-- ЗАДАНИЕ --
Перепишите часть отрывка о храме, начиная с "3. В храмовом" и заканчивая "Торы – небесной мудрости.", и поставьте везде "напевы" вместо "нигуним".

-- ОТРЫВОК ТЕКСТА --
=======
3. В храмовом зале располагался стол с хлебами – всегда свежими и теплыми, несмотря на недельную давность. Это своеобразный символ источника материального благополучия. Данному предмету соответствуют радостные, танцевальные, а также победные нигуним, которые буквально физически заряжают и насыщают слушателей жизненной энергией.

4. Также в зале находился храмовый светильник – менора. Его лампады, наполненные чистым оливковым маслом, символизируют свет Б-жественной мудрости. Меноре могут соответствовать нигуним для шабата и праздников: ведь именно в эти дни человеку выдается особая дополнительная душа, нижние миры поднимаются к верхним, а режим дня подстроен под неспешную молитву и изучение Торы – небесной мудрости.

5. Между столом и менорой располагался золотой жертвенник для воскурения благовоний. Это действо считается самым интимным, поскольку совершалось без скопления публики, один на один между Первосвященником и Всевышним. Его функция – диалог между душой и Создателем. На эту же цель настраивают “принадлежащие” нигуним – музыкальные тексты, созданные большими хасидами во время искренней молитвы – наивысшей точки единения и близости души с Творцом.

6. Наконец, заглянем в Святая святых. Там находился Ковчег Завета со скрижалями. Это особое место, куда посторонним вход воспрещен, поскольку, зашкаливающий уровень святости доступен не всем и не всегда: это ступень полного самоустранения перед Всевышним, когда душа не просто максимально близка к Нему, но превращается в единое целое с Ним. Конечно же, такая степень единства доступна только особым праведникам, главам поколений, и ее можно соотнести с созданными ими “направленными” нигуним.
=======
-- СТРОКИ --
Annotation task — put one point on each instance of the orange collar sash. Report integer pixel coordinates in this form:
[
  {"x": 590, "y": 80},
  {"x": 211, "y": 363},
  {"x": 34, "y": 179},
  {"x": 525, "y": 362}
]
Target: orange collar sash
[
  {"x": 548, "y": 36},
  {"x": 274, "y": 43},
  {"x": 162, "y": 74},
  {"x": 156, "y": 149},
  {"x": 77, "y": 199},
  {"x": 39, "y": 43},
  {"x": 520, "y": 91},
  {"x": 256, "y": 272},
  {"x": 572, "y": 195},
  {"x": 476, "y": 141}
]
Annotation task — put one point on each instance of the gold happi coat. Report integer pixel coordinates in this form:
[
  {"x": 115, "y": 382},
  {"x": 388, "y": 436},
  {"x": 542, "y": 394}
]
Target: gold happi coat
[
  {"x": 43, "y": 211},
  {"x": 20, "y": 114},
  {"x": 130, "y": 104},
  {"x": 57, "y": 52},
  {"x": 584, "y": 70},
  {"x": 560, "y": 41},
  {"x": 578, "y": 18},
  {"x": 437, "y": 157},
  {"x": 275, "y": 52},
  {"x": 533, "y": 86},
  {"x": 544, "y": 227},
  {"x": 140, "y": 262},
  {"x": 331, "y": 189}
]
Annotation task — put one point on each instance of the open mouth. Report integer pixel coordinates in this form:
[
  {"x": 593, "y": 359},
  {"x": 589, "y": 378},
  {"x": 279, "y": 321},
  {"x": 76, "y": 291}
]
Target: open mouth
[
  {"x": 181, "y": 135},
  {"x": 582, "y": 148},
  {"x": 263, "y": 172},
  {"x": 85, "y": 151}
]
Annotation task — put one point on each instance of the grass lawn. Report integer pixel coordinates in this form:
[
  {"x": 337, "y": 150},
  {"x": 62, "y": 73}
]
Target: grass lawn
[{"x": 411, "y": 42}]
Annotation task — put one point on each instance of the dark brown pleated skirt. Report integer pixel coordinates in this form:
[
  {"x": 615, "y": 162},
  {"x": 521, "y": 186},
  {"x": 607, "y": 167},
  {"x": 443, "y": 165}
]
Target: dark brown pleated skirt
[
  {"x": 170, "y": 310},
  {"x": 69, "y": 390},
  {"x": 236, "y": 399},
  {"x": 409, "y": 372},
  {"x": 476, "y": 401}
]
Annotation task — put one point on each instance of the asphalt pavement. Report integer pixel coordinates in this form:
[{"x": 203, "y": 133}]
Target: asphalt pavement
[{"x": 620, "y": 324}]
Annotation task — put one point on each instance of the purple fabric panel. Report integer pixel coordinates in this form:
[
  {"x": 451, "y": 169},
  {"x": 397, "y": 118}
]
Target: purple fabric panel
=======
-- РЕЗУЛЬТАТ --
3. В храмовом зале располагался стол с хлебами – всегда свежими и теплыми, несмотря на недельную давность. Это своеобразный символ источника материального благополучия. Данному предмету соответствуют радостные, танцевальные, а также победные напевы, которые буквально физически заряжают и насыщают слушателей жизненной энергией.

4. Также в зале находился храмовый светильник – менора. Его лампады, наполненные чистым оливковым маслом, символизируют свет Б-жественной мудрости. Меноре могут соответствовать напевы для шабата и праздников: ведь именно в эти дни человеку выдается особая дополнительная душа, нижние миры поднимаются к верхним, а режим дня подстроен под неспешную молитву и изучение Торы – небесной мудрости.